Work instructions: Nothing other than an exact copy of the records should be returned.

==== The data

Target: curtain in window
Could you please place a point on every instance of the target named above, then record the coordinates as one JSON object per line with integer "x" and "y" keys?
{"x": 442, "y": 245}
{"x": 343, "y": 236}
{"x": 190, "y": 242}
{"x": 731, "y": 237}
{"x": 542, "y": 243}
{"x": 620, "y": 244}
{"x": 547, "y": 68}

========

Solution to the exercise:
Target: curtain in window
Could you please place a point on every instance of the target named above, then record the coordinates as one JSON object per line with integer "x" and "y" keys?
{"x": 442, "y": 245}
{"x": 343, "y": 236}
{"x": 190, "y": 242}
{"x": 731, "y": 237}
{"x": 542, "y": 243}
{"x": 620, "y": 244}
{"x": 547, "y": 68}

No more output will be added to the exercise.